Therapeutic hypothermia is used in some clinics for neuroprotection, for example, in hypoxic-ischemic brain damage of newborns or after head injuries, strokes, and adult heart surgery. Here, the measurement of a biomarker (RBM3) is used to monitor therapeutic success. RBM3 is an RNA-binding protein whose gene is activated when body temperature drops below a certain level (e.g., in marmots during hibernation). The brain then goes into a month-long energy-saving mode and is apparently protected via RBM3, which is therefore also known as a cold shock protein.

Since induced cooling in humans requires intensive care and has a not insignificant risk of blood clots, pneumonia and other complications, inducing RBM3 without hypothermia could provide an alternative neuroprotective treatment that might be applicable to Alzheimer's disease and other neurodegenerative disorders.

§ DATASET EXCERPTS

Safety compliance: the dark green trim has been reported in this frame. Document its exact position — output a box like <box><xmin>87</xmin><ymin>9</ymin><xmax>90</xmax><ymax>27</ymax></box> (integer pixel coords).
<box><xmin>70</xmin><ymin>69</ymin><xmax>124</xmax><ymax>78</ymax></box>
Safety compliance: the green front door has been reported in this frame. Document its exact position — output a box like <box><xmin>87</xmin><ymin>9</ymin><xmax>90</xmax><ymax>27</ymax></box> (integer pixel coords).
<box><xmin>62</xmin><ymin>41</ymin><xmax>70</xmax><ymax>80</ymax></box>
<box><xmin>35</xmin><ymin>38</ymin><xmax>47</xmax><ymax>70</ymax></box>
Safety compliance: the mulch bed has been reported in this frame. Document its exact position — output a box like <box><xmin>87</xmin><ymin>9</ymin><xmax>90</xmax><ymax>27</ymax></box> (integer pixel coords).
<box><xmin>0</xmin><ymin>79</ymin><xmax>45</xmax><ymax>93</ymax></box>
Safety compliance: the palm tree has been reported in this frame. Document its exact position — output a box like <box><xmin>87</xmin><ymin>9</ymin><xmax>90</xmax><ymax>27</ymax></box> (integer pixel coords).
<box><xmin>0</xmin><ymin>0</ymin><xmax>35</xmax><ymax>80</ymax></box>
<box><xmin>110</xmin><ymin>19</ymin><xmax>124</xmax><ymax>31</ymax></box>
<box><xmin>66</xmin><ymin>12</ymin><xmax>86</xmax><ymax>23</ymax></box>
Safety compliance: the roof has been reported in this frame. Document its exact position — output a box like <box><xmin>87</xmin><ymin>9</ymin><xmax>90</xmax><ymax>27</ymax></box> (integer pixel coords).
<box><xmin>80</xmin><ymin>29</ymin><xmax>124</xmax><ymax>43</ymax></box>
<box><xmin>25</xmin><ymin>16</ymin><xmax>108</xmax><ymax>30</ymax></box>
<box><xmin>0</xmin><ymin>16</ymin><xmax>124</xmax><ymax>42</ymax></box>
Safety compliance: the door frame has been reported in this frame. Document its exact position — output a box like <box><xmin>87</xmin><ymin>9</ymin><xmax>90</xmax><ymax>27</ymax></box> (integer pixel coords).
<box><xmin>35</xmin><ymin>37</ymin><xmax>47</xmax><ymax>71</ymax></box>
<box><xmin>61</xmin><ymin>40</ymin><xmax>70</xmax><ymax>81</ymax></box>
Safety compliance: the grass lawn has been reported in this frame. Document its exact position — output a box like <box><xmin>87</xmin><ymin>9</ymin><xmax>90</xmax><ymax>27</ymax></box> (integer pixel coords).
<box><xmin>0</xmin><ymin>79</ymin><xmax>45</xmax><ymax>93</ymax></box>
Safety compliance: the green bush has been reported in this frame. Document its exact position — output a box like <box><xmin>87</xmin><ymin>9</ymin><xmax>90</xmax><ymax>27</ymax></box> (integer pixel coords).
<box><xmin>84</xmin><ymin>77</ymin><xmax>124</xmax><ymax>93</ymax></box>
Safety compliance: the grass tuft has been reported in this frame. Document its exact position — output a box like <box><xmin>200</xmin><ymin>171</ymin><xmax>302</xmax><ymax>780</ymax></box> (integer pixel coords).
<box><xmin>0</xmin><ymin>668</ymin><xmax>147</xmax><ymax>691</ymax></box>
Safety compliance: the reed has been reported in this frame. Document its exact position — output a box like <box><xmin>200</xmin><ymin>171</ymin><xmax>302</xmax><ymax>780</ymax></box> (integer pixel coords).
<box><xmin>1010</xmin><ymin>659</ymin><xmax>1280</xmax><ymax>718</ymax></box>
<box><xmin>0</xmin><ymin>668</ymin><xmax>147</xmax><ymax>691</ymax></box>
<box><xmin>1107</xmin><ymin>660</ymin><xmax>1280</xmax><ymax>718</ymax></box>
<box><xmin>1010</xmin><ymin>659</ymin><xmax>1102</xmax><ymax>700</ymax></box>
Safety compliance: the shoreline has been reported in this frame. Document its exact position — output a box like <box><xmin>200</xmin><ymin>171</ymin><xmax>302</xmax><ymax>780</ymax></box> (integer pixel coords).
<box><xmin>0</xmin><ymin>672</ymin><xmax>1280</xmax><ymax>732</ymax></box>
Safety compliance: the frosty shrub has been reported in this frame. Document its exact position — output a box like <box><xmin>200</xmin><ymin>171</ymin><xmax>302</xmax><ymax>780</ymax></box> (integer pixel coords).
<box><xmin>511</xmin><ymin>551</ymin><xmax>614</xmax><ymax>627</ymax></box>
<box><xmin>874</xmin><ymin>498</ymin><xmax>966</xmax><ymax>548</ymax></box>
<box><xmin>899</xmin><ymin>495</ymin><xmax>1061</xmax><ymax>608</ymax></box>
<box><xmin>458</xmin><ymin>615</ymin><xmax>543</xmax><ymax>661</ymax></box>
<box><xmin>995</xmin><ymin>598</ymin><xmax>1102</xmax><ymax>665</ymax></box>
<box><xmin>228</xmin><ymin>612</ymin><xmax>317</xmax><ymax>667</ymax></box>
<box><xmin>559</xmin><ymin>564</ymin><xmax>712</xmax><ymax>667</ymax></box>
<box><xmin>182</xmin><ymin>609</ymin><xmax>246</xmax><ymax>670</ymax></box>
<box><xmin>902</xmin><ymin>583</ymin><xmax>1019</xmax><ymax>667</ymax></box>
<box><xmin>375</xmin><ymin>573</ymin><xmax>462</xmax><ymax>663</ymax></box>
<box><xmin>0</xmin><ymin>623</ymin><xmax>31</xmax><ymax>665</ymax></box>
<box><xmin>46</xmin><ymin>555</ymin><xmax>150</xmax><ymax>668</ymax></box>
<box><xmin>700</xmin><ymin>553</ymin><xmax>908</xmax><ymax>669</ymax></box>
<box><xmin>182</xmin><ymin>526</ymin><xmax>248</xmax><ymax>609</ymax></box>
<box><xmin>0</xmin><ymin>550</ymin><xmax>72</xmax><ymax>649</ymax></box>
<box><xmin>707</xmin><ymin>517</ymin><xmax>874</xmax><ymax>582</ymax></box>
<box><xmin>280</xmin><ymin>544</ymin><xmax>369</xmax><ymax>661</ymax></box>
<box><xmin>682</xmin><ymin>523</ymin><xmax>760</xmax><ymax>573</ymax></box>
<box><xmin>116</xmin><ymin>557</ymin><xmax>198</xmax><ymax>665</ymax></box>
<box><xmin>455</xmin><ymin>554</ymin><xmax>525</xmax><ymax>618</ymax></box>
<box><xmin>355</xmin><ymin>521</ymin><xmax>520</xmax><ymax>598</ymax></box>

§ YOUR OBJECTIVE
Print the passage on therapeutic hypothermia and the RBM3 protein in full, word for word, with its paragraph break.

§ SOLUTION TO THIS TASK
Therapeutic hypothermia is used in some clinics for neuroprotection, for example, in hypoxic-ischemic brain damage of newborns or after head injuries, strokes, and adult heart surgery. Here, the measurement of a biomarker (RBM3) is used to monitor therapeutic success. RBM3 is an RNA-binding protein whose gene is activated when body temperature drops below a certain level (e.g., in marmots during hibernation). The brain then goes into a month-long energy-saving mode and is apparently protected via RBM3, which is therefore also known as a cold shock protein.

Since induced cooling in humans requires intensive care and has a not insignificant risk of blood clots, pneumonia and other complications, inducing RBM3 without hypothermia could provide an alternative neuroprotective treatment that might be applicable to Alzheimer's disease and other neurodegenerative disorders.